• _Action item 1_
In the mailing-list post about finding Ultrix 4 for a DECstation, which machine at RCS/RI is given as an example of the "big systems"?
• _Action item 2_
Pick up the mailing-list post about finding Ultrix 4 for a DECstation from the point where it stops.

[rescue] Looking for Ultrix 4 for DECstation

Carl R. Friend crfriend at rcn.com
Fri Jul 22 18:30:31 CDT 2011

    On Fri, 22 Jul 2011, Ian Finder wrote:

> I devote my time and money to this because I think this stuff should
> be accessible once people hopefully "get it."

    Time and money are actually fairly easy on the folks who collect
microcomputer gear; the stuff I'm interested in is about the size
of a commercial freezer -- and then there are the "big systems"
(like the DECsystem 1090 at RCS/RI) that all-up in running order
take up a couple hundred square feet and tens of kilowatts of power.

> In 100 years, nothing would pleasure me more than if these machines
> could be preserved in such a way that they are dynamic and
> interactive, instead of sitting with a blank screen as a "mummified"
> inoperable corpse.

    I rather suspect that in 100 years' time none of the technology
we currently regard as "high" will be comprehensible to the layman;
either things will have moved on to such an extent that the dis-
connect between then and now will be an unfathomable chasm or things
will have reverted to subsistence agriculture and render the tech we
now strive to preserve as "magic".  The pendulum can swing either way,
and I am starting to see indications that it may go towards the latter
rather than the former.

> I mean how neat would it be to be able to use the machine from inside
> its display case.

    This would be "insanely cool" for a very few individuals -- mostly
in academia as historians of tecnological development.  It may come
to pass that there might be at some point, "retrocomputerists" that
may occupy the same niche as steam-power fans of today, but I am not
terribly optimistic that there is "mass-market" appeal here.  I really
think it will remain a rather "geeky" (in the best sense) pursuit.

> Some day, I hope to put more time and my HDL skills into more
> future-proof and accessible ways to keep these systems running-- disk
> emulators, replacing all the caps with tantalum ones, and perhaps some
> sort of imaging and remote access system.

• _Stored data_
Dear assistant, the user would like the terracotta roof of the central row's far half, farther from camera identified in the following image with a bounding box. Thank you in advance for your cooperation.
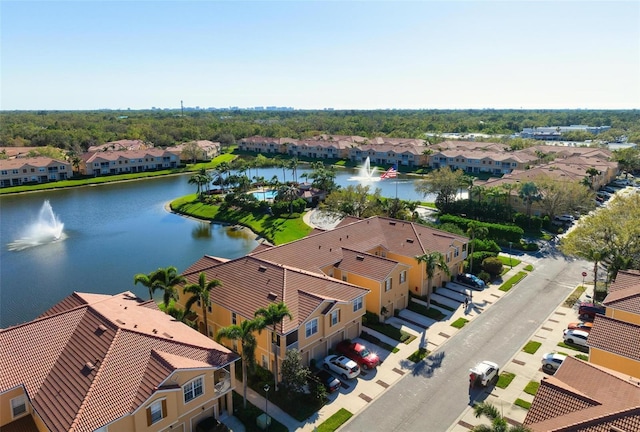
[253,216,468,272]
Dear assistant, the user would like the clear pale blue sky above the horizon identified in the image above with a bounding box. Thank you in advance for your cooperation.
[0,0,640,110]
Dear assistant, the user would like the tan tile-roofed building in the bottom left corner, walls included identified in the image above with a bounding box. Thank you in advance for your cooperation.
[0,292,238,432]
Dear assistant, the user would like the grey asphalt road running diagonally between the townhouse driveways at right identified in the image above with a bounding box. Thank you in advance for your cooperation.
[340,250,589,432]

--

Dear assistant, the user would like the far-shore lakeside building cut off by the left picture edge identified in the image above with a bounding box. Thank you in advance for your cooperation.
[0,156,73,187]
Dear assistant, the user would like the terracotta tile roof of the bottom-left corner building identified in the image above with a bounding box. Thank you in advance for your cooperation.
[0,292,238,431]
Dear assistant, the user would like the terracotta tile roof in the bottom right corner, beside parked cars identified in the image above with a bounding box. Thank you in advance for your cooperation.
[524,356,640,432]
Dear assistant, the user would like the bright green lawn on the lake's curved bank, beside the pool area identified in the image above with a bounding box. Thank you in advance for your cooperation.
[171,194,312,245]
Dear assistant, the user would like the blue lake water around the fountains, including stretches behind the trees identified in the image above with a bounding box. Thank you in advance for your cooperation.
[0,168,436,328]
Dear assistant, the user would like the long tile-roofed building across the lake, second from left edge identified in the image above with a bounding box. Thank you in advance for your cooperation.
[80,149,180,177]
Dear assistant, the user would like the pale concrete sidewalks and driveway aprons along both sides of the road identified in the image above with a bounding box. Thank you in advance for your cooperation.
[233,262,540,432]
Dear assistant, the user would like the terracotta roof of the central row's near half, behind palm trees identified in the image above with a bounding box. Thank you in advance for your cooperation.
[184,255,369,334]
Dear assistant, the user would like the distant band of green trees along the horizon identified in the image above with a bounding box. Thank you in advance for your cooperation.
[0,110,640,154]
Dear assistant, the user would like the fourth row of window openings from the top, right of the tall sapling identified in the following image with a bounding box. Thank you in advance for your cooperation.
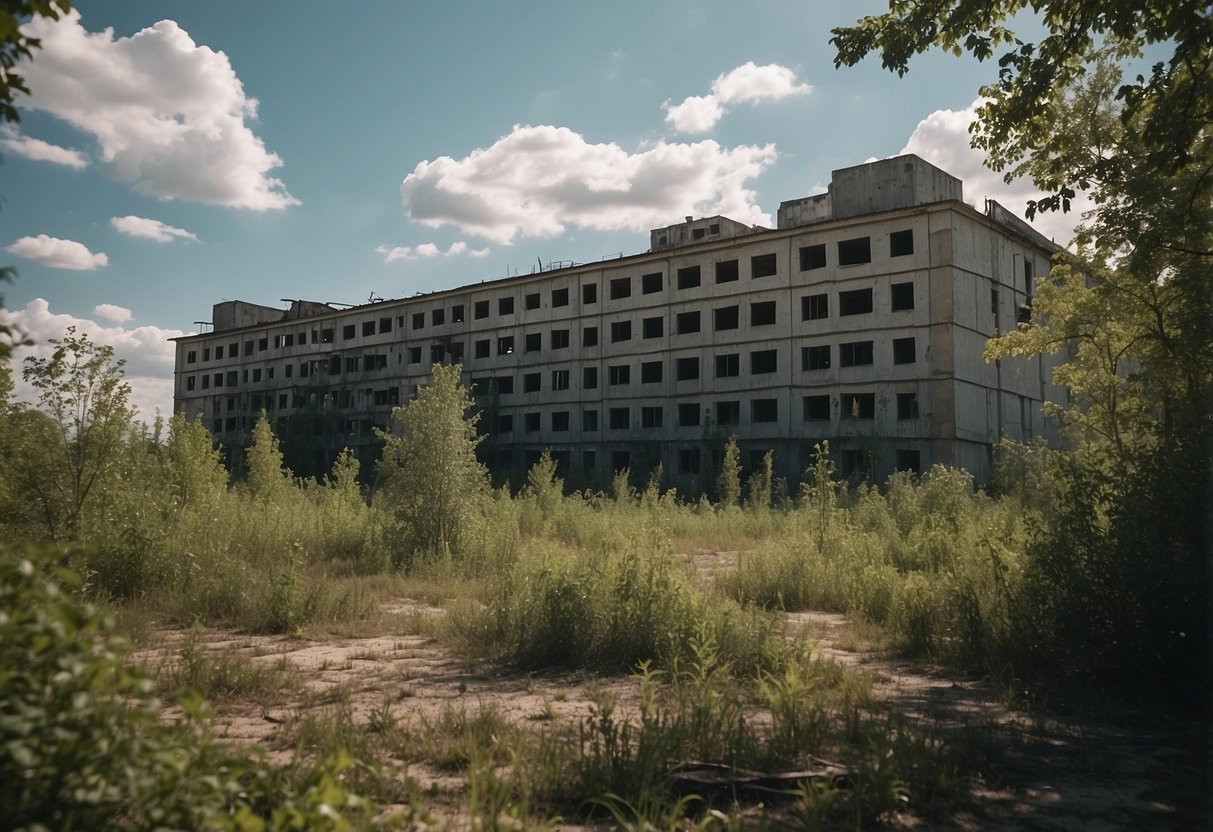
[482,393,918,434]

...

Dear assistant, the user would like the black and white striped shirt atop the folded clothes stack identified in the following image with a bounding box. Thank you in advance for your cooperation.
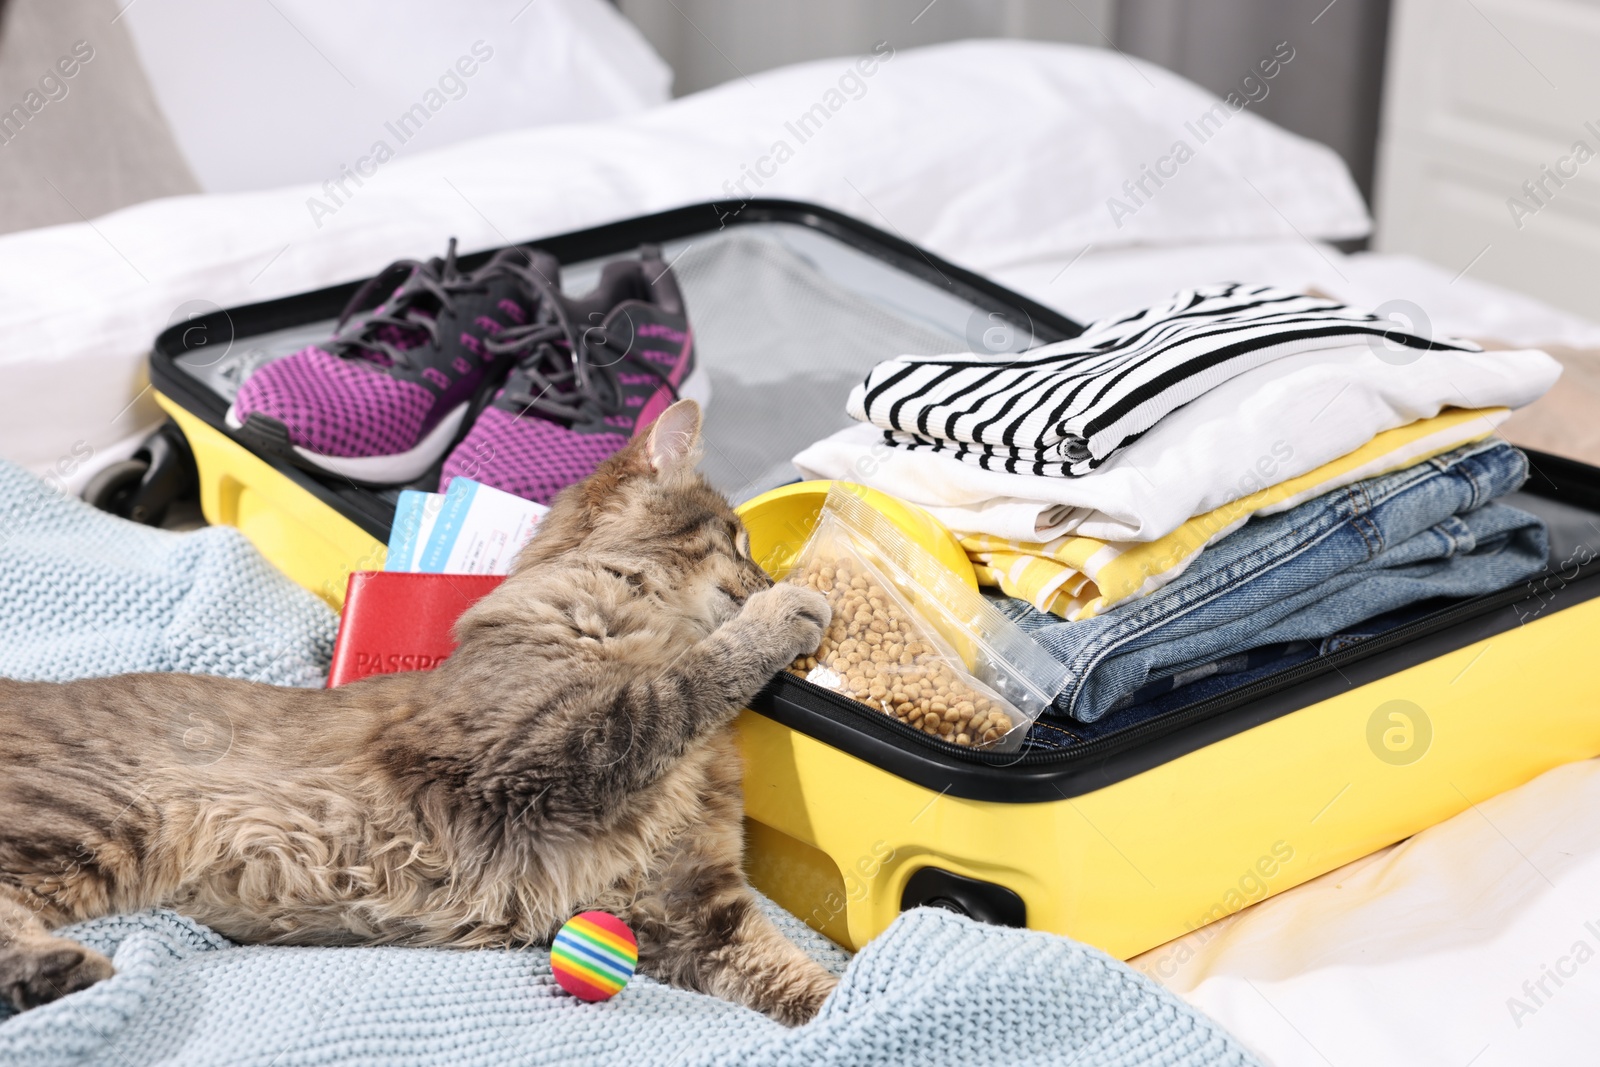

• _Task result 1_
The DECsystem 1090.

• _Task result 2_
    It's worth noting that the newer technologies are likely to have
shorter life-spans than the elder ones.  I have several systems that
just fire up and run -- and these date back into the 1960s.  The key
is that none of them have anything resembling PROMs in them -- they
are, to a one, time-state devices using combinational logic.  To this
end, I also happen to believe that preserving the *documentation* is
at least as important as -- and perhaps moreso -- preserving the
physical hardware.  That is, of course, if somebody from 2110 can
read the schematics (formerly known as prints).

> This is why software preservation, legal or not, above ground or not,
> is crucial.

    I completely concur, but we live in a very litigous society and
one needs to be careful.  Might makes right in the modern world,
and "might" directly translates into how powerful one's lawyers are
and that translates into how much one can pay them.  As "little
people", we don't have access to those sorts of resources.

> On that topic, what is the lifespan on the (E)EPROM roms in all these
> machines and peripherals we love so dearly?

    I'd posit that even if you could back up all the (E)EPROMs in
your average machine now you'd still have a brick at the end of
20 years' time.  Stuff being manufactured now is, at the core of
it, disposable -- it breaks, throw it away and buy a new one -- very
unlike the standards of the '60s and '70s.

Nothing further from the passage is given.